### REQUIREMENT 1
In the essay about a son's college choice, how long ago did the children's father die?
### REQUIREMENT 2
Pick up the essay about a son's college choice after its last sentence and keep it going.

BEGIN READING PASSAGE

I Wanted My Son to Attend a Prestigious College. Why I Was Wrong

I was a great mother up to the point where my son was weighing his university options. It was a choice between a more prestigious school and one with less of a “brand” name.

My son had already decided he was not going to Oxford. He was right. His personality would have been at odds with that of Oxford. Still, it would have been nice to see him follow in his brother’s footsteps.

See me not channeling my wants through my child. Go me.

One mom regrets pushing her son to accept a prestigious college.

I am a widowed mother of four. I take great pride in the relationship and life the children and I have fashioned for ourselves since their father’s death six years ago. If these young people were not my family, they are people I would choose to spend time with.

That is not to say I have not had my share of “I hate you’s” and unacceptable slamming of doors. I have, but consistent application of common-sense, old-school parenting saw us through the storms.

I’m pushed to think of a subject the children and I have not been able to sit down and discuss. And before the university choice debate, I was unaware of the term “hot topic.”

END READING PASSAGE
BEGIN PROVIDED MATERIAL

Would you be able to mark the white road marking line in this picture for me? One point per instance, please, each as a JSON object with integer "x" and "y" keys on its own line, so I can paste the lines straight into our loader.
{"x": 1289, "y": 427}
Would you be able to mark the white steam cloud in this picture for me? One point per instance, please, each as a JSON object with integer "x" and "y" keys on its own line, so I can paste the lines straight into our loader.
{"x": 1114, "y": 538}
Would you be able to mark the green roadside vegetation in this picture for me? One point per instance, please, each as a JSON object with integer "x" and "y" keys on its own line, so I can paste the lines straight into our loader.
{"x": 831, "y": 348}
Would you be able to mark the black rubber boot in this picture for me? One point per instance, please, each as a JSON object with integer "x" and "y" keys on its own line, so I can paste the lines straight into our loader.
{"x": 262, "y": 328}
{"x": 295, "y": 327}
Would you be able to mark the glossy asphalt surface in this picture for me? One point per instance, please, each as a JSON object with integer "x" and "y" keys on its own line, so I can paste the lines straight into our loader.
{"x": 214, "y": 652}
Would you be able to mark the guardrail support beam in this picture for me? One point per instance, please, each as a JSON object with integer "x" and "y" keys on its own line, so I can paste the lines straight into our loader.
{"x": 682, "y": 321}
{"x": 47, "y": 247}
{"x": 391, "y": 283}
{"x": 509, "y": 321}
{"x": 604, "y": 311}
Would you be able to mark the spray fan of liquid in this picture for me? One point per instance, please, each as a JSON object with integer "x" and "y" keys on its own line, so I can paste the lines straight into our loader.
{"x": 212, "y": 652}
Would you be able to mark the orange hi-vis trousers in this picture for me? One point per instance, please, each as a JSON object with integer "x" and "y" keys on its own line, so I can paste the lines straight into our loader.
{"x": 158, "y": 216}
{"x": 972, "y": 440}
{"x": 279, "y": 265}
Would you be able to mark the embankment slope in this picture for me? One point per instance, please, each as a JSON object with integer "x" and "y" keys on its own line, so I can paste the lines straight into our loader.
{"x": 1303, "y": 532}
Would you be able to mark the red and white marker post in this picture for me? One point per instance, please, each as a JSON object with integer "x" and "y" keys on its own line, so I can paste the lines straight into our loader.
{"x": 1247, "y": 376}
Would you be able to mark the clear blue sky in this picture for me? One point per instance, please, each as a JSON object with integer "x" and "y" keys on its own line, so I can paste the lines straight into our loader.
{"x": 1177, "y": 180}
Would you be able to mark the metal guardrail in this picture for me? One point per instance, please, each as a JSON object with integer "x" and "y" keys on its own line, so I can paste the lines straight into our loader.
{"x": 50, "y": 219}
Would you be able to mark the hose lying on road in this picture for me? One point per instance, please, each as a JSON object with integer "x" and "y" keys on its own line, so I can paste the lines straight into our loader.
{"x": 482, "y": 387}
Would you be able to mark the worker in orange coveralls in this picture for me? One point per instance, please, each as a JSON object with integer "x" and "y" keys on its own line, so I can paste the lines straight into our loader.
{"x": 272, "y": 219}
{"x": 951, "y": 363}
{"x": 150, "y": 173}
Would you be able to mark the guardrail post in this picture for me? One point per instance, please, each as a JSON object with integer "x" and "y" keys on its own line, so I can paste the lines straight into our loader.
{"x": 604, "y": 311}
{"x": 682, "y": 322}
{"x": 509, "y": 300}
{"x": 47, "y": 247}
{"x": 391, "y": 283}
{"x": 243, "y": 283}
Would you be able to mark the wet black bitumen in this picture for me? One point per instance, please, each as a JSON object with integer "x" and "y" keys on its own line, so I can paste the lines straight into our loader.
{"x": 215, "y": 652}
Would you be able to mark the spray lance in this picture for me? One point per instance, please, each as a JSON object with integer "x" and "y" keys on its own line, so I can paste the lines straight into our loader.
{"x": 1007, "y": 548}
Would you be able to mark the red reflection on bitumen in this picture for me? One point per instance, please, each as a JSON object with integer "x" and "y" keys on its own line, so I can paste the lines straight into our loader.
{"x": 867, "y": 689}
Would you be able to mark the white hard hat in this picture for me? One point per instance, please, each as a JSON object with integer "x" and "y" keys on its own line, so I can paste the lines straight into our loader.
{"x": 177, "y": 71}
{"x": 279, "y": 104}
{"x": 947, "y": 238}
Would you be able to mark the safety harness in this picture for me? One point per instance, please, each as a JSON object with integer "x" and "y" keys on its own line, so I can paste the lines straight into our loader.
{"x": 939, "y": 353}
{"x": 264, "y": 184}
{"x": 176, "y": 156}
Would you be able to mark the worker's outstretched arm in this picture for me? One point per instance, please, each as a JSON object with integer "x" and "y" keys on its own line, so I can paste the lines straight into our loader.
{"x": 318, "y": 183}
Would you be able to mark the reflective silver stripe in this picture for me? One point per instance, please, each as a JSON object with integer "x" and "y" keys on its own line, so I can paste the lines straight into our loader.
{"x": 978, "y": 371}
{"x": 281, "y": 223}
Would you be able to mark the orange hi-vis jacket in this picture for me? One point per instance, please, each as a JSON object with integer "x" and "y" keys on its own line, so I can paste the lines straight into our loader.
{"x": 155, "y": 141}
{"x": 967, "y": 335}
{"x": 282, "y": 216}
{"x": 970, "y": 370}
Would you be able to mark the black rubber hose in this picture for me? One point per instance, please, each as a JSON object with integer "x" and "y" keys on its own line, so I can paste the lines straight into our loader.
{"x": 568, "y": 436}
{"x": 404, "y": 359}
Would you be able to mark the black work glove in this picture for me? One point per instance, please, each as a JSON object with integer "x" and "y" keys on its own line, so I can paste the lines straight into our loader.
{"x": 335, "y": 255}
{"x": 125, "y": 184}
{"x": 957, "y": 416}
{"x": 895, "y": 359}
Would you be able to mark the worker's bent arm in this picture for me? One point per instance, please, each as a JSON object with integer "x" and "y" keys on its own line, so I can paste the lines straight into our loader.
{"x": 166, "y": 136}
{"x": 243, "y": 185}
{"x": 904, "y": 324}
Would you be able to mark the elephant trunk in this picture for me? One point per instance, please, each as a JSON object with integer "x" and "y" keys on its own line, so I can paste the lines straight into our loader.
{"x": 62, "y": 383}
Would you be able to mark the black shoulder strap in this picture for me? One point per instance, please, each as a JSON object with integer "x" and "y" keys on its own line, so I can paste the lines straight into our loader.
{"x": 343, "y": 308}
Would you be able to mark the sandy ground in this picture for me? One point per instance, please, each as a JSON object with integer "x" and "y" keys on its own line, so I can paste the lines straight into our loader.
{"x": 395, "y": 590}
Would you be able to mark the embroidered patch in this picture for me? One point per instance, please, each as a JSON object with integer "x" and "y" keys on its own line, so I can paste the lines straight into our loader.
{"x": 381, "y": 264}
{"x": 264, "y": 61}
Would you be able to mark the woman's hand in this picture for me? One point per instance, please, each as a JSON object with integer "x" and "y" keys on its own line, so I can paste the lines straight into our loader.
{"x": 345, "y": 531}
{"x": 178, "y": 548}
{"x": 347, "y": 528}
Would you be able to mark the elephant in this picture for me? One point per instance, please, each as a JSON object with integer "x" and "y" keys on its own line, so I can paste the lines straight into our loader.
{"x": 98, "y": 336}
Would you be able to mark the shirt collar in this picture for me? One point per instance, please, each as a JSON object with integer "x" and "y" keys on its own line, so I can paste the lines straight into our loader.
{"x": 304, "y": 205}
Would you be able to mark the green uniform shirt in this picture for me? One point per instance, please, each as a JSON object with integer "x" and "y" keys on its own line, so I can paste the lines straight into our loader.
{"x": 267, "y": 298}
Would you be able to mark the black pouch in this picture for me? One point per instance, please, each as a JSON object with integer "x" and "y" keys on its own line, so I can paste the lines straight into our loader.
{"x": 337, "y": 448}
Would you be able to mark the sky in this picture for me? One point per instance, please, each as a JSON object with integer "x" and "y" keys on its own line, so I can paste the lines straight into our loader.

END PROVIDED MATERIAL

### REPLY 1
Six years ago.

### REPLY 2
I came to understand it to mean a topic which becomes volatile and molten lava hot between you and your teenager. A topic unapproachable from any angle without bitter tears and recrimination. In this case, my tears, his recriminations.

As one of seven children, I did not have the money and privileges of my peers, but my parents believed in the power of education.

“It is not money that opens doors, Melinda, it is education.”

A refrain we first heard from the cradle, my brothers, sisters and I did not disappoint. We took our studies seriously, although it was not as though we had a choice. Our mother and father did not play around on the subject of school. Whether we thought we were in the right or wrong, if a teacher disciplined us our parents reinforced the message when we got home.

My parents, then, spawned seven children who went into higher education through to chosen professions. I, however, did not capitalize on my natural gift and go to university to study English as planned. This was a rebellion against my father, and my inability to please him throughout my formative years.

“Dad, I got an A+ in English today.”

“You came top of the class, then?”

“No, Steve did.”

Silence

No, “Well done for coming in second.”

No, “That’s pretty impressive, my precious child.”

No, “Thank you for working your damn ass off as always to please me.”

I took time out and went to business school instead. I was done trying to impress this complicated man.

Finding a talent for computers, economics and law was not in the plan, and when I graduated I did not pick up my English degree. Instead, I went to work for the British Institute of Management. I started as an office junior, lower in rank than the office cat. From this scratching pole, I climbed to management of resources, then to the management of people. I thought I loved it.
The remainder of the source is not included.